═════ Extracted data ═════
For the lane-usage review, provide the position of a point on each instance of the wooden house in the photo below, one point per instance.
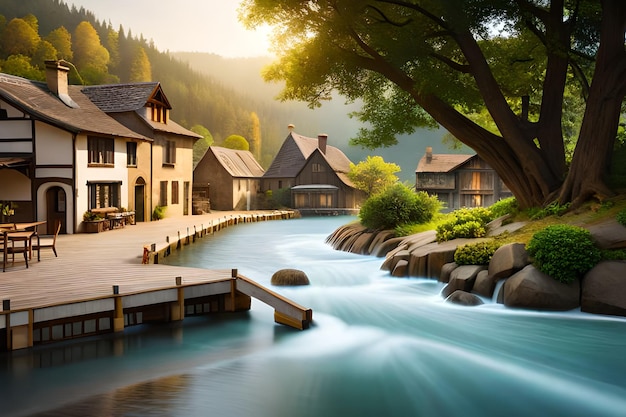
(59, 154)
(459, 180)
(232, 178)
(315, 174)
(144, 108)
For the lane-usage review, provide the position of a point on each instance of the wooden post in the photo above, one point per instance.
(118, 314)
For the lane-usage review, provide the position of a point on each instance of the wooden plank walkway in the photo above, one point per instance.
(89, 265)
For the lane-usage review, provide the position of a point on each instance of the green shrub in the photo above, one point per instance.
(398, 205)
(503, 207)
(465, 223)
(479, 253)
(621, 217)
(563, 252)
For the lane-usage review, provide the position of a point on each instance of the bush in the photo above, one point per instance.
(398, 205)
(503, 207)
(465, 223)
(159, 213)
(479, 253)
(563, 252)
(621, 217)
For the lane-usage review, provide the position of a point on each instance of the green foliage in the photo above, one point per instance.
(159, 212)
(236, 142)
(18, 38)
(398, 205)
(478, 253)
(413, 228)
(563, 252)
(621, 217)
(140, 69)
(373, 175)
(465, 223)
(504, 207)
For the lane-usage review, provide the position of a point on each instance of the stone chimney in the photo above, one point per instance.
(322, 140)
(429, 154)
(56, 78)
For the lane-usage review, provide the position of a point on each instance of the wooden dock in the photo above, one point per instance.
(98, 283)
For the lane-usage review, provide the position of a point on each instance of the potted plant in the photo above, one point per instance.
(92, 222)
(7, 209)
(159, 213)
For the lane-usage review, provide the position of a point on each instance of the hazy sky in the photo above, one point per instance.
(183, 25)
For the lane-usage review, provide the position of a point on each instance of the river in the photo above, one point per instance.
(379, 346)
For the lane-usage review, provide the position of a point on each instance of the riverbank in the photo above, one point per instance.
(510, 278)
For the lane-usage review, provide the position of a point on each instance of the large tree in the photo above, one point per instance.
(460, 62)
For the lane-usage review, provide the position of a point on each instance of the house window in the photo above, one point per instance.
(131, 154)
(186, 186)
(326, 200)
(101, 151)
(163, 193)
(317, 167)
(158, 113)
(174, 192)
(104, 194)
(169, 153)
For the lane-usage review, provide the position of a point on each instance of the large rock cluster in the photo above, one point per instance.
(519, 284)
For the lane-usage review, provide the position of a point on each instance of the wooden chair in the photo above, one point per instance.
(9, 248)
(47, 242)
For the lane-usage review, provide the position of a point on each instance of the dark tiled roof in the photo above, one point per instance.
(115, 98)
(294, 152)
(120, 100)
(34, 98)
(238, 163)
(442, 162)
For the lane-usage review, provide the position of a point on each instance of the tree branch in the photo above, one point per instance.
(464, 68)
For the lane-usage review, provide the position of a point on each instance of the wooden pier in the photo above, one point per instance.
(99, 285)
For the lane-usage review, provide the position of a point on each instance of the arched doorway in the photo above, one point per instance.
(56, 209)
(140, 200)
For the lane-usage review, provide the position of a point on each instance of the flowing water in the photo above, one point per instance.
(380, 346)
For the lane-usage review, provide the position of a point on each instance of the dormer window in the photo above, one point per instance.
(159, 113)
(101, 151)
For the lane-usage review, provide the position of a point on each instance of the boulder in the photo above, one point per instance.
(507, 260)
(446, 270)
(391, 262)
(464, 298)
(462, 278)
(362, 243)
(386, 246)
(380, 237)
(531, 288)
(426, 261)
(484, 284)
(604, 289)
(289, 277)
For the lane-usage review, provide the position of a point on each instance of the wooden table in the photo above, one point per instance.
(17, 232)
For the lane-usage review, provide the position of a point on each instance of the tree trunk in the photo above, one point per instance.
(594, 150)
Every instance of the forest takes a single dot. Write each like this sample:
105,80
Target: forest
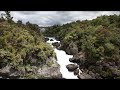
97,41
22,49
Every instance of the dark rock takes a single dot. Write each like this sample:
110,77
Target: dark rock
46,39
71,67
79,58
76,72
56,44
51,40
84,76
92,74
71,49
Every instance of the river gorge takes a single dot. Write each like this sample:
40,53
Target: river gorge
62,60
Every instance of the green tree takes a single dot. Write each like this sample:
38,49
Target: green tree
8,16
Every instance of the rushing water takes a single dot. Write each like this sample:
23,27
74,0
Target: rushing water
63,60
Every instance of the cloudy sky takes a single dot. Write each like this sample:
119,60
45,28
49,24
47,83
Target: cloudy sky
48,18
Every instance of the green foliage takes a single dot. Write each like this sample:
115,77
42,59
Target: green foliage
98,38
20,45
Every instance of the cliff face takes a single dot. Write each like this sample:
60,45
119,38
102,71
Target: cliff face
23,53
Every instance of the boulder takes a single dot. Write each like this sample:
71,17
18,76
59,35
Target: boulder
═════
What the exercise asks
Every line above should be returned word for word, with the pictures left behind.

Reply
For the lane-usage review, provide the position of a point on each instance of the wooden house in the photo below, one point per instance.
(59, 154)
(459, 180)
(232, 178)
(315, 174)
(144, 108)
For the lane-usage review, provide the position of a point on each instance of the wooden post in the photo above, one point per instance.
(118, 314)
For the lane-usage review, provide the position of a point on each instance of the wooden plank walkway in the photo above, one point per instance.
(89, 265)
For the lane-usage review, provide the position of a point on each instance of the green shrub in the photo above, one point per instance.
(398, 205)
(503, 207)
(465, 223)
(479, 253)
(621, 217)
(563, 252)
For the lane-usage review, provide the position of a point on each instance of the bush in the photo above, one point per instance.
(398, 205)
(503, 207)
(465, 223)
(159, 213)
(479, 253)
(563, 252)
(621, 217)
For the lane-usage review, provide the position of a point on each instance of the green foliage in the photo above, one point per instance.
(159, 212)
(236, 142)
(18, 38)
(398, 205)
(478, 253)
(413, 228)
(563, 252)
(621, 217)
(140, 69)
(373, 175)
(465, 223)
(504, 207)
For the lane-usage review, provide the position of a point on each instance of the stone chimney in the photo above, one point per instance.
(322, 140)
(429, 154)
(56, 78)
For the lane-usage review, provide the position of a point on each instance of the wooden dock in the photo above, one point per instance.
(98, 283)
For the lane-usage review, provide the position of a point on each instance of the potted plant in the photo above, one point per instance.
(92, 222)
(7, 209)
(159, 213)
For the lane-usage review, provide the position of a point on each instance of the hazy sky in the photo above, one point per instance.
(183, 25)
For the lane-usage review, provide the position of a point on each instance of the river in the photo above, one point per instance.
(379, 346)
For the lane-usage review, provide the position of a point on each instance of the riverbank in the photo above, one point per instance.
(510, 278)
For the lane-usage review, provide the position of a point on each instance of the large tree in the photo above, one point per instance.
(460, 62)
For the lane-usage review, provide the position of a point on each instance of the house window in the photo above, one point per instance.
(131, 154)
(186, 186)
(326, 200)
(101, 151)
(163, 193)
(317, 167)
(158, 113)
(174, 192)
(104, 194)
(169, 153)
For the lane-usage review, provide the position of a point on each instance of the large rock cluster in the photo above, one point per instance.
(519, 284)
For the lane-usage review, provide the position of a point on each instance of the wooden chair in the photo above, one point per instance.
(9, 248)
(47, 242)
For the lane-usage review, provide the position of a point on each instance of the dark tiled roof in the photo above, one point per instance.
(115, 98)
(294, 152)
(120, 100)
(34, 98)
(238, 163)
(442, 162)
For the lane-usage review, provide the position of a point on each instance of the tree branch in the photo above, one point per instance.
(464, 68)
For the lane-usage review, provide the position of a point on each instance of the wooden pier in the photo above, one point per instance.
(99, 285)
For the lane-usage review, provide the position of a point on each instance of the arched doorway in the photo above, one point per instance.
(56, 209)
(140, 200)
For the lane-usage review, provide the position of a point on each instance of the flowing water in the photo above, one point per instance.
(380, 346)
For the lane-usage review, provide the position of a point on each instance of the dormer window in the photo above, one point per instance.
(159, 113)
(101, 151)
For the lane-usage review, provide the position of a point on each instance of the boulder in the photo above, one point per instance.
(507, 260)
(446, 270)
(391, 262)
(464, 298)
(462, 278)
(362, 243)
(386, 246)
(380, 237)
(531, 288)
(426, 261)
(484, 284)
(604, 289)
(289, 277)
For the lane-usage review, provide the position of a point on each instance of the wooden table in the photo above, one point per instance.
(17, 232)
For the lane-usage review, provide the position of a point on each instance of the tree trunk in the photo above, one point per instance.
(594, 150)
Every instance of the forest takes a single dot. Write each like this sample:
105,80
Target: forest
97,41
22,49
Every instance of the dark rock takes a single dot. Write each like this sample:
110,77
Target: dark rock
46,39
71,67
79,58
76,72
56,44
51,40
84,76
92,74
71,49
Every instance of the river gorge takes a single dot. Write each like this sample:
40,53
Target: river gorge
62,60
Every instance of the green tree takes a single dot. Write each like this sample:
38,49
Target: green tree
8,16
Every instance of the rushing water takes a single dot. Write each like this sample:
23,27
74,0
Target: rushing water
63,60
Every instance of the cloudy sky takes a single dot. Write each like this sample:
119,60
45,28
49,24
47,83
Target: cloudy sky
48,18
Every instance of the green foliage takes a single dot. Write each like this sample:
115,77
42,59
Target: green foliage
98,38
20,45
Every instance of the cliff face takes a single dot. Write each like this sample:
60,45
119,38
102,71
Target: cliff face
23,53
Every instance of the boulder takes a single dot. Write each like this sample:
71,17
18,76
59,35
Target: boulder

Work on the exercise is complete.